Set exercise 1
Format the records, from the line containing "of the person" through the end of the records, as a JSON list of strings with one string per line and blank lines left out.

Excerpt to read
Orange County Sheriff’s Office/Tampa Bay 10/YouTube

By Stephen Hudak
Orlando Sentinel

ORANGE COUNTY, Fla. — Two years ago, after a citizens-safety panel he created delivered a wide-ranging list of recommendations aimed at making the community safer, Orange County Mayor Jerry Demings tempered his enthusiasm for the group’s detailed work with a jolt of reality.

“We may one day be back here again,” he said at the time.

Pervasive gun violence was a complex challenge with many causes and no simple solutions, he said.

But the day to restart the group has arrived already, and more quickly than he expected.

“This was always going to be a work in progress,” said Demings, a former Orange County sheriff and Orlando police chief, after announcing plans to “reconstitute” the collection of 37 community leaders in the wake of Wednesday’s shooting spree in Pine Hills.

The deadly violence is blamed on 19-year-old Keith Melvin Moses, an alleged gang member with no clear motive, with a lengthy criminal record as a juvenile. Sheriff John Mina said Moses killed a 9-year-old girl, a 24-year-old budding broadcast journalist and a 38-year-old woman riding in a car with Moses and his cousin.

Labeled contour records

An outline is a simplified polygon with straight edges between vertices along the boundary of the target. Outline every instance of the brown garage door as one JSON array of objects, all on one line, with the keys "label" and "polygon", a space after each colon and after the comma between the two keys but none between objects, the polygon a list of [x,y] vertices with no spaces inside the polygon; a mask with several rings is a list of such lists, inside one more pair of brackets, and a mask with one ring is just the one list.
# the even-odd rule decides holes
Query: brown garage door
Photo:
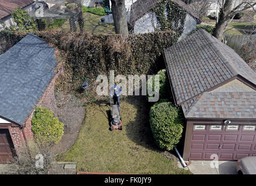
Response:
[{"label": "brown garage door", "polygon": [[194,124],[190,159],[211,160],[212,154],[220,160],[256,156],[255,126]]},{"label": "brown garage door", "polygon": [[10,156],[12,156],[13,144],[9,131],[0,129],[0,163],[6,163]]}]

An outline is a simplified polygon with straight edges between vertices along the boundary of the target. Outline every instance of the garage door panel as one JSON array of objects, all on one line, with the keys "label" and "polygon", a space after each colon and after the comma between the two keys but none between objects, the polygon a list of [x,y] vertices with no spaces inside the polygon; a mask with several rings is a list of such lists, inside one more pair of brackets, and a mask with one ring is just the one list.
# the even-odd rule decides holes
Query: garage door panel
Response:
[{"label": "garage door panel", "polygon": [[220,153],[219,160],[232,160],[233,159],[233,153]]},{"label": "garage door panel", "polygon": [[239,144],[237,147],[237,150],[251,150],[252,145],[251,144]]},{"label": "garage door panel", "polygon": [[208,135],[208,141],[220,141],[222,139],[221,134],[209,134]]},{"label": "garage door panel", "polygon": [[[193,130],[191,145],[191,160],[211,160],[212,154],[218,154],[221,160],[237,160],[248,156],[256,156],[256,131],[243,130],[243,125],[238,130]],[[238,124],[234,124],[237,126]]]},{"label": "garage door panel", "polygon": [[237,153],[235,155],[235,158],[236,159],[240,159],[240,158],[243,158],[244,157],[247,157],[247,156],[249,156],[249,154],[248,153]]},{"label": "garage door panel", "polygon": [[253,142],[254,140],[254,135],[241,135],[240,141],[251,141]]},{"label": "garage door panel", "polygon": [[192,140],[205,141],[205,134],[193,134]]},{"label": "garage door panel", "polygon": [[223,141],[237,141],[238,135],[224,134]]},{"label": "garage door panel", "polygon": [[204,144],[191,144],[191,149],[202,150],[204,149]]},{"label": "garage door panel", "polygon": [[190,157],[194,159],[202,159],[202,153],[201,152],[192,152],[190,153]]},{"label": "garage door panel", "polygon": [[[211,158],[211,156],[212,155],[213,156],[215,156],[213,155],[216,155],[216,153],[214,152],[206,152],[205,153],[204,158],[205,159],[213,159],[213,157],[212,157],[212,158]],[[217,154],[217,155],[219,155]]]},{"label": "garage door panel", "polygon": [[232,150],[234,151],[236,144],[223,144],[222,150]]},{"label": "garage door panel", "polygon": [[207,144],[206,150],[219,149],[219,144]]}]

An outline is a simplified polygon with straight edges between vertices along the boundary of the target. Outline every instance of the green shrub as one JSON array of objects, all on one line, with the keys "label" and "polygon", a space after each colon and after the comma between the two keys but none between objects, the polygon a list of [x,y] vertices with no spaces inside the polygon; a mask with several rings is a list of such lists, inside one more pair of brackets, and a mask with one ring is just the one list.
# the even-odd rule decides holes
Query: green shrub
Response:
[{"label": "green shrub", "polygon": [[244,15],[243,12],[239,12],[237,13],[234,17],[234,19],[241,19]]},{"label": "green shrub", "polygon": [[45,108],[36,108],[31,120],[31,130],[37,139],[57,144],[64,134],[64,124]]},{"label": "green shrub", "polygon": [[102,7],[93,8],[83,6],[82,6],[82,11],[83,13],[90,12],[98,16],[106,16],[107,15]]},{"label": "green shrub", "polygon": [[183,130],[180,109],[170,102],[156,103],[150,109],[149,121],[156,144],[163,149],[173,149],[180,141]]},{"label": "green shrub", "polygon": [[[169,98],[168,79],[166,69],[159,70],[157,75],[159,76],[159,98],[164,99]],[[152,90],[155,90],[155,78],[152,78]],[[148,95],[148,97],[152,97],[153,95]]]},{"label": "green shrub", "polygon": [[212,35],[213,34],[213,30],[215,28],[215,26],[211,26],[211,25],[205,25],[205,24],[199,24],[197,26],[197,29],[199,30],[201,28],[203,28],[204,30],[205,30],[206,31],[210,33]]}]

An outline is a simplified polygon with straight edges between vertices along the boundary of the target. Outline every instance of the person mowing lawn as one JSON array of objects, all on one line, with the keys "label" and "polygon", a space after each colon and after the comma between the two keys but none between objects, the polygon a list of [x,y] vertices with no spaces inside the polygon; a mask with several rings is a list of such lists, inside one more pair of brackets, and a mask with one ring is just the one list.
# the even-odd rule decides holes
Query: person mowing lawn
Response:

Set exercise 2
Does the news excerpt about the Orange County safety panel support each of these statements? Answer yes or no for each, quoting the deciding words.
(a) The panel Demings plans to reconstitute is made up of 37 community leaders.
(b) Demings once served as Orlando police chief.
(c) The shooting spree in Pine Hills took place on a Friday.

Exercise result 1
[
  "An outline is a simplified polygon with straight edges between vertices along the boundary of the target. Outline every instance of the person mowing lawn as one JSON array of objects, all on one line, with the keys \"label\" and \"polygon\", a space after each colon and after the comma between the two keys but none between objects, the polygon a list of [x,y] vertices with no spaces inside the polygon; a mask with several rings is a list of such lists, inside one more pair of brackets, and a mask with one ring is just the one list.",
  "# the even-odd rule decides holes",
  "Query: person mowing lawn",
  "Response:"
]

Exercise result 2
(a) Yes: "the collection of 37 community leaders"
(b) Yes: "a former Orange County sheriff and Orlando police chief"
(c) No: "Wednesday’s shooting spree in Pine Hills"